Extract:
Sakaryaspor Kulübü Derneği is a Turkish professional football club, formed in 1965 after the merger of Adapazarı Gençlerbirliği, Adapazarı İdman Yurdu, Güneşspor and Ada Gençlik. The club is better known as Sakaryaspor. The football club is nicknamed the "Football Factory" by Turkish football scene because of the many national footballers born and raised in the city. Sakarya Province has also five national top scorers (Hakan Şükür, Aykut Kocaman, Bülent Uygun, Aykut Yiğit, Ogün Altıparmak) of all time and three of them did carry the Sakaryaspor shirt. Sakaryaspor became TFF First League champions in 1980–81 and 1986–87. They accomplished this feat again at the end of the 2005–06 season. Sakaryaspor subsequently won a place in the play–off matches. After eliminating İstanbulspor in the first play–off match, Sakaryaspor went on to defeat Altay 4–1 in the finals and were promoted to the Süper Lig. They were relegated from the Süper Lig the following season. Currently the team is playing in the TFF Second League, which is the third level of Turkish football.
In 1988 the team won the Turkish Cup, with some of the Turkish football legends like Oğuz Çetin, Hakan Şükür, Engin İpekoğlu and Aykut Kocaman in the squad.

Stored Data:
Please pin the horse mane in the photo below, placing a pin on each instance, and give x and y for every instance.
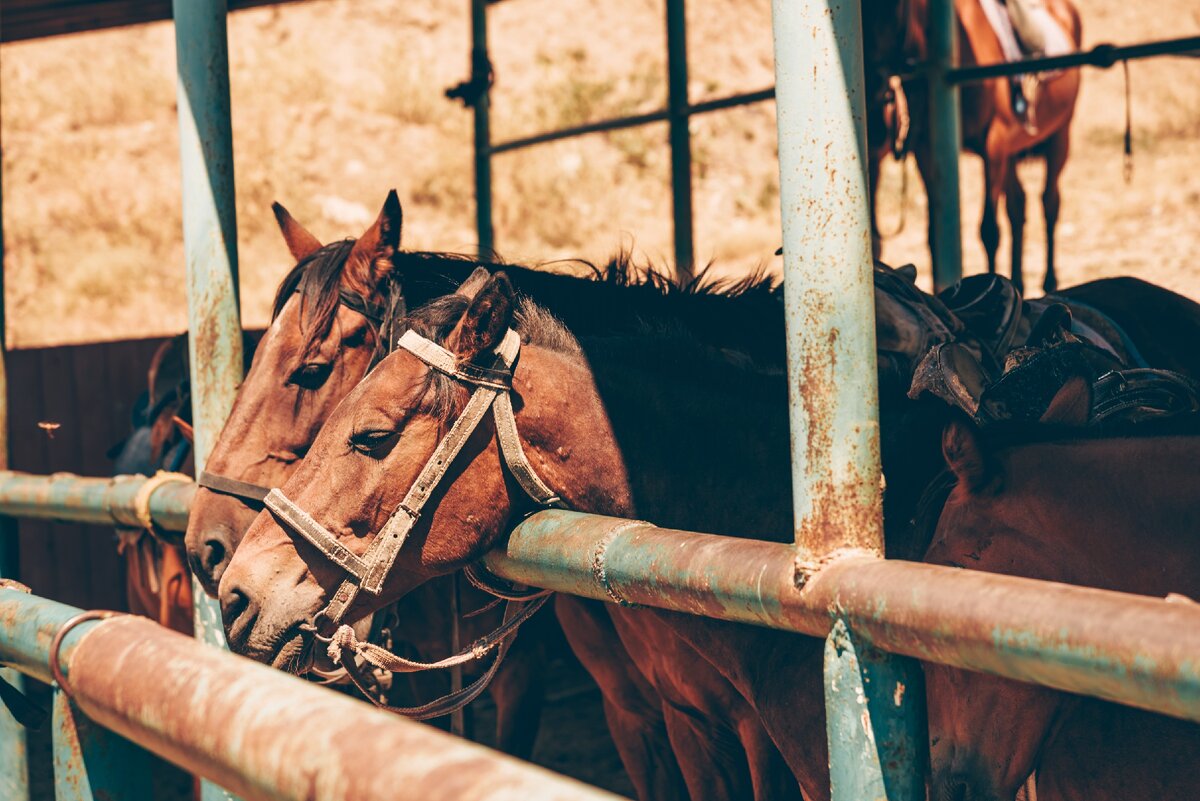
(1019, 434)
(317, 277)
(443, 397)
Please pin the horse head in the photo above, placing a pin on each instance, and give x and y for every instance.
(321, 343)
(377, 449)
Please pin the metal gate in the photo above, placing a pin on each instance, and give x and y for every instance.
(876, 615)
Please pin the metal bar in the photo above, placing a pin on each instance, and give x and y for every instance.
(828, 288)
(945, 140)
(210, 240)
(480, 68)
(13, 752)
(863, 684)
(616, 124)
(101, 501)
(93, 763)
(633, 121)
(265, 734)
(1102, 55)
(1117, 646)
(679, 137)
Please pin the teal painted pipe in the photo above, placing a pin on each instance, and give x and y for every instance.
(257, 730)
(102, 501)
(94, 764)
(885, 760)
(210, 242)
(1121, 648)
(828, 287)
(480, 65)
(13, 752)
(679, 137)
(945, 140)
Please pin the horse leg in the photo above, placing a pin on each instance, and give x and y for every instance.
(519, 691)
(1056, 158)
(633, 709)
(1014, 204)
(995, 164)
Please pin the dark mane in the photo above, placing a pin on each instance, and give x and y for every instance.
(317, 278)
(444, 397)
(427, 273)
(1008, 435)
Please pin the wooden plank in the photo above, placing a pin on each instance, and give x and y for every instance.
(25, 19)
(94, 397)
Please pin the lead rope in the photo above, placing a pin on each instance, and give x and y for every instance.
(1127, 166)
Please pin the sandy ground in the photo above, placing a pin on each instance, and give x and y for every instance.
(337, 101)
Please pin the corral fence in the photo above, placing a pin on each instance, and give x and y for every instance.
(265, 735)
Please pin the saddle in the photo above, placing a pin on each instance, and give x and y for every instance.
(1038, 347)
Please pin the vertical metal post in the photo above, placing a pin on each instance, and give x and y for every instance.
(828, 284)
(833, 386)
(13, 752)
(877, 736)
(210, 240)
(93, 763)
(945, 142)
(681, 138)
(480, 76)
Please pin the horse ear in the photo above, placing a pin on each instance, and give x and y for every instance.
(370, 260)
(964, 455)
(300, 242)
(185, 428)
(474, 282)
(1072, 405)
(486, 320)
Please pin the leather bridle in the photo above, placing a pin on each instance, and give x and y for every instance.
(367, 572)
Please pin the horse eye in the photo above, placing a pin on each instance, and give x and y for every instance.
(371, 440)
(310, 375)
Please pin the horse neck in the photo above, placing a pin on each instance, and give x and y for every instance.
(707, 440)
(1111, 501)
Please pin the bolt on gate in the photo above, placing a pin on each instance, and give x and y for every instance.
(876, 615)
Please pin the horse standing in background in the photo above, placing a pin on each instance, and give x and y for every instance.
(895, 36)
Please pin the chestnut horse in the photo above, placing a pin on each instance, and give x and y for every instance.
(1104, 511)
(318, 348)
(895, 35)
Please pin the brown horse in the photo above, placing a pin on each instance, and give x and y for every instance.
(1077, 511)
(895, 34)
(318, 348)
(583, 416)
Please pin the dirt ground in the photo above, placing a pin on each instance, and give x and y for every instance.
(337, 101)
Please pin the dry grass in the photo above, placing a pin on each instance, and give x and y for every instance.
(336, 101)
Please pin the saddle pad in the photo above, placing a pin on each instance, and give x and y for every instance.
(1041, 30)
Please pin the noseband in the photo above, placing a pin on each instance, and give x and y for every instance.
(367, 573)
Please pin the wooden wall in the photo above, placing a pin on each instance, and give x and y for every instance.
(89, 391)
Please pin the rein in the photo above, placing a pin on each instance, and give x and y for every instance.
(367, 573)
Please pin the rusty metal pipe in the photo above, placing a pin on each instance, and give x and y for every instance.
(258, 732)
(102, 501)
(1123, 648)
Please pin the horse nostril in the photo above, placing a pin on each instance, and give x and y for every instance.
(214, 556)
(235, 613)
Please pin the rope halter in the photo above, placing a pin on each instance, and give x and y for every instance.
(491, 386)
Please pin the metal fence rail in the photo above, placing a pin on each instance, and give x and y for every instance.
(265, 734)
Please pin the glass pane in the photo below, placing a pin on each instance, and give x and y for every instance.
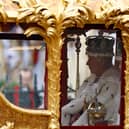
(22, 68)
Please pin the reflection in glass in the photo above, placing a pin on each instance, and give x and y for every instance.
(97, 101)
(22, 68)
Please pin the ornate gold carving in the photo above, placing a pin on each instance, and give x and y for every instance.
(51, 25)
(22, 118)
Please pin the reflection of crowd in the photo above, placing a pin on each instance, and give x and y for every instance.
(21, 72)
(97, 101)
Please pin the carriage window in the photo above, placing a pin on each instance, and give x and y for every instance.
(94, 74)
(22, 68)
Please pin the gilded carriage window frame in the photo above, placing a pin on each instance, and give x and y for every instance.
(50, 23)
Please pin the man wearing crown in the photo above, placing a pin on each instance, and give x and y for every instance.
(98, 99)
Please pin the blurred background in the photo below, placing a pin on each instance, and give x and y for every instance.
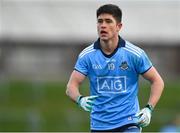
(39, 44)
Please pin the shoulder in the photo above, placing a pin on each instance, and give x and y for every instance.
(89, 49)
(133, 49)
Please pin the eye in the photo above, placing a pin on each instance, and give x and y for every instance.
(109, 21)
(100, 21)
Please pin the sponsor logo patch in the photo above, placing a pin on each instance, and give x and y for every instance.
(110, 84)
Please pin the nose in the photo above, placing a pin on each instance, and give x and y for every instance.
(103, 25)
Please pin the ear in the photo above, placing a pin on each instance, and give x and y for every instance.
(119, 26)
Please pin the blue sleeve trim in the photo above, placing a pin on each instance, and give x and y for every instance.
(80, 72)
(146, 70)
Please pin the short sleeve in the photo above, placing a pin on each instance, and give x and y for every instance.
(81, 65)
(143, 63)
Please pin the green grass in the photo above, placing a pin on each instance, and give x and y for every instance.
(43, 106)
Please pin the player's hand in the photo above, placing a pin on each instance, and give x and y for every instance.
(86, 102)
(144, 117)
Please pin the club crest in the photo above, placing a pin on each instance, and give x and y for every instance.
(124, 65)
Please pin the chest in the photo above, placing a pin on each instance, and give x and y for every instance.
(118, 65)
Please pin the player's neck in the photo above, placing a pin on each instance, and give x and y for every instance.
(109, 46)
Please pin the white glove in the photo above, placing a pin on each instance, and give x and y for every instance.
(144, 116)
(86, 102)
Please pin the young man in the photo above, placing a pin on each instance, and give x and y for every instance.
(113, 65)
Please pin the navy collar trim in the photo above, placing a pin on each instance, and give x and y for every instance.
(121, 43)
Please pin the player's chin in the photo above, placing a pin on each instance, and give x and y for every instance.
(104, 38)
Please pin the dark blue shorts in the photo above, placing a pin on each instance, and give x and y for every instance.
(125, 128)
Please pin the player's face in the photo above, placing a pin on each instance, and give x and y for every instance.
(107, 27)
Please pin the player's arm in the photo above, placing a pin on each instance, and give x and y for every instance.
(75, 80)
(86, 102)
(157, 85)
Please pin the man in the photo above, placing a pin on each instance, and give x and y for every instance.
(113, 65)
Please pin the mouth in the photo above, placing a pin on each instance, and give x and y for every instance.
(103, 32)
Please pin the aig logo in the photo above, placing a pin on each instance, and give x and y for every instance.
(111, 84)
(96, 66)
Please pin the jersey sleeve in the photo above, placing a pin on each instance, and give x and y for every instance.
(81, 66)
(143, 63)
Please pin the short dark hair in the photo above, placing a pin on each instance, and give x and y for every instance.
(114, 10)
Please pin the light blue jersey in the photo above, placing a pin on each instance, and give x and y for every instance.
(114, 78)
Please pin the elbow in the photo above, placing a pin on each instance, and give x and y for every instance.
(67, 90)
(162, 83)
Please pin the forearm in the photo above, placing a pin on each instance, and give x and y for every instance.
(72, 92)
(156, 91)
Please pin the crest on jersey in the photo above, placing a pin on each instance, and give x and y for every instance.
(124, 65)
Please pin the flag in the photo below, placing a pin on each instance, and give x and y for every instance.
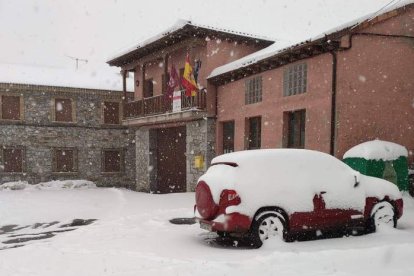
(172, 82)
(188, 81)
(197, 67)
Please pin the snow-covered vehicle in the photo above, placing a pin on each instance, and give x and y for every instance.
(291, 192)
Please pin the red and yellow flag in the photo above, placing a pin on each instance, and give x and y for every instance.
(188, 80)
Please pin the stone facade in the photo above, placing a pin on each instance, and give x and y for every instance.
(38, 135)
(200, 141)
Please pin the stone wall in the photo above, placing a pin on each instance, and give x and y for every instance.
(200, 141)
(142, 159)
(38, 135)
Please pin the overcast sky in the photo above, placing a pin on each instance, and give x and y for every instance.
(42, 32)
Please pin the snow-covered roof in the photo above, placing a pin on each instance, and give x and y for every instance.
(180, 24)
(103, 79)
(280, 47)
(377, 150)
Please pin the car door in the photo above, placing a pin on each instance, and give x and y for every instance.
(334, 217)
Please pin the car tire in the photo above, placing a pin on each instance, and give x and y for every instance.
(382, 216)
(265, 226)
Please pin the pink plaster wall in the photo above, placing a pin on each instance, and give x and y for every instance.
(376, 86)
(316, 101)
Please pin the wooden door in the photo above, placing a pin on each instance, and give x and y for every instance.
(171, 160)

==

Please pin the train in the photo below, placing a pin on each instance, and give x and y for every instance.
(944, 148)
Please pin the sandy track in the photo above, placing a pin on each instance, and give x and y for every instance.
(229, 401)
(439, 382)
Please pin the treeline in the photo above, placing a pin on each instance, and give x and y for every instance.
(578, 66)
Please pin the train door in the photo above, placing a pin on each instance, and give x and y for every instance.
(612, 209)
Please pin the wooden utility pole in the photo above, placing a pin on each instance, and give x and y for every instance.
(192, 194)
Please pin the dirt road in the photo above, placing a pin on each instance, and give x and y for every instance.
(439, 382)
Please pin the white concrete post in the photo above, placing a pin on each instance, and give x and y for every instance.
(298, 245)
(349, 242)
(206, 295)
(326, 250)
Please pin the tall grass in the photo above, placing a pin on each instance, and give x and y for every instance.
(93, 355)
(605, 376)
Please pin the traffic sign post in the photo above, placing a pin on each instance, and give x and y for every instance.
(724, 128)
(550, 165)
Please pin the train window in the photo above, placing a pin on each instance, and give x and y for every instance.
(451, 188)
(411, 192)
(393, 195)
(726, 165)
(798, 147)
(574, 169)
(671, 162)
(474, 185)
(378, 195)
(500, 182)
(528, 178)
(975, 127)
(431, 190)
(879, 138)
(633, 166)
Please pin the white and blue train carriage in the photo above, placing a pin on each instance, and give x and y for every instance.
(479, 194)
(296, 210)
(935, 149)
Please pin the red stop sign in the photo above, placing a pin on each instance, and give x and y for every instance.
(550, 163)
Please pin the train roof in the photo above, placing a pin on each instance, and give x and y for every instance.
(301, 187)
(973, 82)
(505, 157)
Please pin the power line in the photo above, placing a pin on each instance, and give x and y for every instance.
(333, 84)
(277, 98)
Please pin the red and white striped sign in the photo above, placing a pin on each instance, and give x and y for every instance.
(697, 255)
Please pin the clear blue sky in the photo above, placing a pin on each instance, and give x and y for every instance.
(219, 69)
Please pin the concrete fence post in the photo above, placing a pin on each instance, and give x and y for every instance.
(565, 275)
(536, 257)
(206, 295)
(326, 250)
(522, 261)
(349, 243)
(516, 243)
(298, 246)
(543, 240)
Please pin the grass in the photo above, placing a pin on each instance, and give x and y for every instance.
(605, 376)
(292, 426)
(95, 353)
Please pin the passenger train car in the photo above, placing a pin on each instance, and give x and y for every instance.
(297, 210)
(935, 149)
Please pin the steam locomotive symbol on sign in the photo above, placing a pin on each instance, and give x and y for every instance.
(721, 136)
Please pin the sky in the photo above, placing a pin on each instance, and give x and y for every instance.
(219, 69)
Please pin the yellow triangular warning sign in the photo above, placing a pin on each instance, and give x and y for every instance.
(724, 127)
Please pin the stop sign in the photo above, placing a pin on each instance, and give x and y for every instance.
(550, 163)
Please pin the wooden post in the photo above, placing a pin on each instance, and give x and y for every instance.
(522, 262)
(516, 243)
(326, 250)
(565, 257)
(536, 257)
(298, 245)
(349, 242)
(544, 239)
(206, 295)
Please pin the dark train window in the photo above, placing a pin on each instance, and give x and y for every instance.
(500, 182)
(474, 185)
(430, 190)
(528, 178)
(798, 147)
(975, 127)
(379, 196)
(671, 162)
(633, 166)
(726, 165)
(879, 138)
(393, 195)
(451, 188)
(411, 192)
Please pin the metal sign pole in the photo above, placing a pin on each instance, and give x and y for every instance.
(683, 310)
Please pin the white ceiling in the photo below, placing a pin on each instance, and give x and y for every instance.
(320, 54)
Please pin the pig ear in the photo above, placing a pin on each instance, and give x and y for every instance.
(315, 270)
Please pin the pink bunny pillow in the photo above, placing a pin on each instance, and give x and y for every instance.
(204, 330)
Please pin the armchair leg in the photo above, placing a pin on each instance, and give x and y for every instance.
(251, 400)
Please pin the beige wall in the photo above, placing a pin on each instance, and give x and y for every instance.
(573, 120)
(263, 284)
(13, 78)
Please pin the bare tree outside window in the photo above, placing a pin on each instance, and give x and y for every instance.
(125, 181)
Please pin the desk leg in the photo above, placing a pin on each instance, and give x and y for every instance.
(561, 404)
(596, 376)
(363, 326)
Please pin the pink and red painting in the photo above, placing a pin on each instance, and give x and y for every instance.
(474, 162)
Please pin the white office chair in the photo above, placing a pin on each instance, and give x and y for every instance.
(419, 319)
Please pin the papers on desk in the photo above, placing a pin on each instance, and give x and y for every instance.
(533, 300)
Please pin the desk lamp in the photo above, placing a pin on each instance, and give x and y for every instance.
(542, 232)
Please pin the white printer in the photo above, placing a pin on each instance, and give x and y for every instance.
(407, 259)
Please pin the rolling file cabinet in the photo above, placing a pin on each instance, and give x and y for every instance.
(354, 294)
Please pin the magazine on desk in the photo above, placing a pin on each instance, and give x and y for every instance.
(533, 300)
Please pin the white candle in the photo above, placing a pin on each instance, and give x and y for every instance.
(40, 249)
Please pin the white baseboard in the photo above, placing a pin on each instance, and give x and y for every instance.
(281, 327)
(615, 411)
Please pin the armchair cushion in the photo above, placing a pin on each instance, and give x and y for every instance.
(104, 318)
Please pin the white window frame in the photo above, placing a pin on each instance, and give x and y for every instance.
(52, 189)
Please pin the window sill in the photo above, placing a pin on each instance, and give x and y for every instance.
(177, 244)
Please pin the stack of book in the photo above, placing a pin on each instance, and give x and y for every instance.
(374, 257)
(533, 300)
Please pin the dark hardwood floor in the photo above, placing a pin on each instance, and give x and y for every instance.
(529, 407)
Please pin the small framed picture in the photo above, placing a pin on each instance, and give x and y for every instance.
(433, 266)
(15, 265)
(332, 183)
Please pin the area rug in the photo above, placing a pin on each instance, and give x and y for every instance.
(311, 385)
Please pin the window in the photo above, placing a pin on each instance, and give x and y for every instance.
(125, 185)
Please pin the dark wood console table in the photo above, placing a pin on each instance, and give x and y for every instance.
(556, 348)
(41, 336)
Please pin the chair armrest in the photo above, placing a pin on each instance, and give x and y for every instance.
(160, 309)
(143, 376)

Task goal:
Answer these questions using the passage on Sakaryaspor:
1. In what year was the club formed?
2. In which year did the team win the Turkish Cup?
3. In which league is the team currently playing?
The listing comes from a separate source.

Answer for the task:
1. 1965
2. 1988
3. The TFF Second League, the third level of Turkish football